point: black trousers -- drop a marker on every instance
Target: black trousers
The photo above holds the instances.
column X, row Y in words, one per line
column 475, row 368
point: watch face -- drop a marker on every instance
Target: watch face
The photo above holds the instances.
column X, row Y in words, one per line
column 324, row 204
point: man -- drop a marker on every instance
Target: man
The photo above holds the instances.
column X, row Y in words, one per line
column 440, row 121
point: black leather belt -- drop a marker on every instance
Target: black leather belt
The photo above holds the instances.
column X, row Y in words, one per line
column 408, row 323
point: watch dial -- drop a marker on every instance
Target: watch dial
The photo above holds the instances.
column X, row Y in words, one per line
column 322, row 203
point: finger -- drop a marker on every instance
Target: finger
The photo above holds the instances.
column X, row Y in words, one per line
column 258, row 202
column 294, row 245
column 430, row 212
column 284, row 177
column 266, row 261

• **Instructions to follow**
Convert every line of the records above into a Markdown table, skipping blank lines. Use two columns: Number for the row count and Record line for the line itself.

• **Written response**
| Number | Record line |
|---|---|
| 1 | point: black trousers -- drop a marker on every instance |
| 2 | Target: black trousers |
| 3 | The photo above holds the instances. |
| 4 | column X, row Y in words, one per line |
| 5 | column 475, row 368 |
| 6 | point: watch face -- drop a marker on every instance |
| 7 | Target: watch face |
| 8 | The photo above holds the instances. |
| 9 | column X, row Y in words, one per line |
| 10 | column 324, row 204 |
| 11 | point: man -- drop a marker on every instance |
| 12 | Target: man |
| 13 | The photo above holds the instances. |
| 14 | column X, row Y in words, one per line |
| 15 | column 440, row 121 |
| 16 | point: black leather belt -- drop a marker on every instance |
| 17 | Target: black leather belt |
| 18 | The photo above holds the instances. |
| 19 | column X, row Y in words, one per line |
| 20 | column 408, row 323 |
| 21 | point: watch dial -- drop a marker on every instance |
| 22 | Target: watch dial |
| 23 | The photo above holds the instances. |
| 24 | column X, row Y in words, one per line |
| 25 | column 322, row 203 |
| 26 | point: finger -- drop a marker on every instance |
| 27 | Target: finger |
| 28 | The photo above holds the instances. |
| 29 | column X, row Y in words, one per line |
| 30 | column 258, row 202 |
| 31 | column 294, row 245 |
| 32 | column 430, row 212 |
| 33 | column 284, row 177 |
| 34 | column 266, row 261 |